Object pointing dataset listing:
☆ ☆ ☆ ☆ ☆

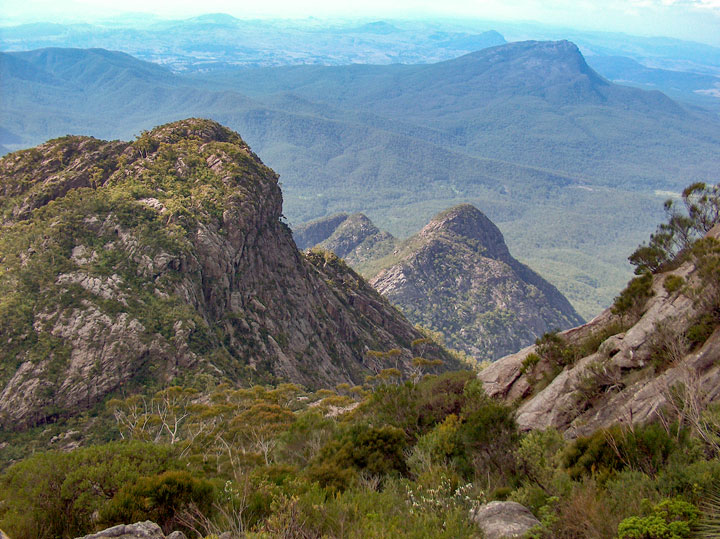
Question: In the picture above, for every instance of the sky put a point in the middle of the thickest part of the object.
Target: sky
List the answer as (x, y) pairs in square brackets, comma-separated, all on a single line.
[(697, 20)]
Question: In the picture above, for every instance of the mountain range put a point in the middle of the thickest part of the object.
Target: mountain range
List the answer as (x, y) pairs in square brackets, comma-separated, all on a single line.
[(128, 265), (455, 277), (569, 165)]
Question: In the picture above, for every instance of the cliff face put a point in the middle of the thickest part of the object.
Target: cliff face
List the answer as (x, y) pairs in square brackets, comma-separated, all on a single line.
[(124, 263), (625, 368), (457, 276)]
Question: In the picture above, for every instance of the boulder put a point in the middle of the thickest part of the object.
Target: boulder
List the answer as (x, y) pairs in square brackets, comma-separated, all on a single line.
[(139, 530), (501, 520)]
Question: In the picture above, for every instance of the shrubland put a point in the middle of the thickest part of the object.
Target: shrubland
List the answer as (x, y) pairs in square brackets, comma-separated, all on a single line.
[(405, 458)]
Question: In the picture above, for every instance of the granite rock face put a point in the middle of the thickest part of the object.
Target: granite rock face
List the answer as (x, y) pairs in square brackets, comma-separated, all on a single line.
[(140, 530), (503, 520), (456, 276), (123, 262)]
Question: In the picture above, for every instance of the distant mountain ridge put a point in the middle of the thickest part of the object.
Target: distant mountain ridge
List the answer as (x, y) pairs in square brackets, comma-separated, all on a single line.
[(130, 265), (457, 277), (577, 158)]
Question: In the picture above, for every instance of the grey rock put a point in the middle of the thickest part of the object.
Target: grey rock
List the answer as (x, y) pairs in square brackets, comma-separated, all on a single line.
[(628, 391), (139, 530), (501, 520), (307, 319)]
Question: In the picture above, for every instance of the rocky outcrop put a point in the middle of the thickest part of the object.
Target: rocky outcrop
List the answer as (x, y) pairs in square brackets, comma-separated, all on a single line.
[(503, 520), (630, 375), (140, 530), (456, 276), (164, 258), (310, 234)]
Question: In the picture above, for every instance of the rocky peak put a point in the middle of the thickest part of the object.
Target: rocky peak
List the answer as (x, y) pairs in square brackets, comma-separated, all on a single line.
[(623, 368), (456, 276), (163, 257), (357, 240), (466, 222)]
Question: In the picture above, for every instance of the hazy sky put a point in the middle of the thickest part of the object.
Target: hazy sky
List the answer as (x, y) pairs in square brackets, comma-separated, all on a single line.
[(688, 19)]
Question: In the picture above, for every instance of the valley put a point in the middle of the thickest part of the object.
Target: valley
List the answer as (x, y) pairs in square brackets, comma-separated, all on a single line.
[(431, 276)]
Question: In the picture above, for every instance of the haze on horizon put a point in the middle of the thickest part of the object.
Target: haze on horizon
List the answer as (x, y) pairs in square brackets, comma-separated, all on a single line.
[(695, 20)]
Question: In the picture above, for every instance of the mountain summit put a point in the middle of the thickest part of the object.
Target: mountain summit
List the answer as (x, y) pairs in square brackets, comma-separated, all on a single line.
[(456, 276), (128, 264)]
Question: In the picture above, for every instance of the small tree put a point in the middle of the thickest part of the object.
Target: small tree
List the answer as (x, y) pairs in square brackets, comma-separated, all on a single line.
[(700, 211)]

☆ ☆ ☆ ☆ ☆

» **Problem description**
Reproduce the lines of the listing word for word, starting with the line that contains "the rocky outcrop" and ending with the line that contains "258), (310, 234)]", both included.

» **Response**
Question: In the picture above, for every instance of the rocky outcrop put a point in the middle of the thickest part of the object.
Target: rocky outcrop
List the answer as (x, y) pairs in square brackets, comma-separated, all on a single line.
[(503, 520), (630, 375), (140, 530), (456, 276), (164, 258), (310, 234)]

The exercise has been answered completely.